## QUÉ SE PIDE
Cambia "cineasta italiano" por "director italiano" en el fragmento del texto sobre Onfray y Sade que empieza en "Pier Paolo Pasolini, al" y termina en "lo es ahora).", y reproduce ese fragmento con el cambio hecho.

## TEXTO DE PARTIDA
━━━━━━━━━━

De esta manera lo que hace Onfray
es descartar todo el trabajo teórico realizado en torno a Sade en el último
siglo, con la intención de reflotar las opiniones de Krafft-Ebing sobre el
Marqués. Ilse Koch, la infame “Zorra de Buchenwald”, sería desde esta
perspectiva el mejor ejemplo de heroína sadeana en la vida real, no sólo por su
promiscuidad legendaria sino también por su supuesto gusto de fabricar objetos
con la piel de sus víctimas en el campo de concentración.
Pier Paolo Pasolini, al filmar Salò o le 120 giornate di Sodoma en 1975, hizo una objeción similar a la que Onfray le hace hoy a Sade. Al compatibilizar
fascismo con sadismo de una manera lírica y poderosa, el cineasta italiano dejaba
en evidencia una relación entre literatura y política que la intelligentzia parisina se negaba a
admitir que existiese. Pasolini quiso sacar a la izquierda de la alucinación
colectiva en la que vivía en torno al famoso Marqués libertino, pero su gesto no
fue muy apreciado en aquella época (como tampoco lo es ahora).
Onfray va un poco más profundo
que Pasolini en su denuncia contra Sade, por lo que por momentos comete ciertas
arbitrariedades (por ejemplo es sabido que Sade se opuso a la pena de muerte –como
se lee claramente en su obra La philosophie
dans le boudoir–, sin embargo para el autor de La passion de la méchanceté ello no sería cierto, debido a que el
regocijó expresado por el Marqués ante la muerte de Luís XVI probaría su
aprobación del homicidio ordenado por el Estado). En la pintura que hace del
Marqués, Onfray lo presenta como un monstruoso violador, pedófilo, dominador,
ultraviolento, feudalista, misógino y enemigo de la misma República que hoy lo
venera. Quienes lo juzgan como un sádico no yerran, pero quienes ven en él a un
revolucionario y a un iluminista –según Onfray– están equivocadísimos: el
Marqués no habría sido más que un delincuente común, que no sólo describió sus
fantasías abyectas sino que también las experimentó en carne propia.

━━━━━━━━━━

## INFORMACIÓN EXTRAÍDA
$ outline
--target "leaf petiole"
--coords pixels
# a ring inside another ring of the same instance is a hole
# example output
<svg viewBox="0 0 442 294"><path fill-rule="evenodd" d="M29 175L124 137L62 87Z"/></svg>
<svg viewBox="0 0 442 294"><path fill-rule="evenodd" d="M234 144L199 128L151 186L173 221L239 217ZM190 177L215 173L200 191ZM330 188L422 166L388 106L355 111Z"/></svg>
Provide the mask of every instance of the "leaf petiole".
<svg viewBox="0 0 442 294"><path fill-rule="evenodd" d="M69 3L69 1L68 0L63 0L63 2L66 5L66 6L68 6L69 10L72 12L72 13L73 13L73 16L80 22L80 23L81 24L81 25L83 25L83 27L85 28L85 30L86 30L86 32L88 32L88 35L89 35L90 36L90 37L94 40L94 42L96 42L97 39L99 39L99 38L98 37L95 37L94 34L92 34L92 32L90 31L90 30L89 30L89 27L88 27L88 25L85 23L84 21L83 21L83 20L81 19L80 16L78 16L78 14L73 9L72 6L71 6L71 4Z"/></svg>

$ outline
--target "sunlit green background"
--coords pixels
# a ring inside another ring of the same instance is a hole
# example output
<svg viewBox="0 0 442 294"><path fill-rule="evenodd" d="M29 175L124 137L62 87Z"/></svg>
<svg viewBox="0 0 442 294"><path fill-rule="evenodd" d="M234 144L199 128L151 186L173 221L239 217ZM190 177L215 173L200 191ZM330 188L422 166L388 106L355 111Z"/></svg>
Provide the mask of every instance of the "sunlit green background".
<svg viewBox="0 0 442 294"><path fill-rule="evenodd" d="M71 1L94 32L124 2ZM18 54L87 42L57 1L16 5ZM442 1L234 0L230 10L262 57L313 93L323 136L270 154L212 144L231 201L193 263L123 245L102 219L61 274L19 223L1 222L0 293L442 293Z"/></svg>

━━━━━━━━━━

## SOLUCIÓN PROPUESTA
Pier Paolo Pasolini, al filmar Salò o le 120 giornate di Sodoma en 1975, hizo una objeción similar a la que Onfray le hace hoy a Sade. Al compatibilizar
fascismo con sadismo de una manera lírica y poderosa, el director italiano dejaba
en evidencia una relación entre literatura y política que la intelligentzia parisina se negaba a
admitir que existiese. Pasolini quiso sacar a la izquierda de la alucinación
colectiva en la que vivía en torno al famoso Marqués libertino, pero su gesto no
fue muy apreciado en aquella época (como tampoco lo es ahora).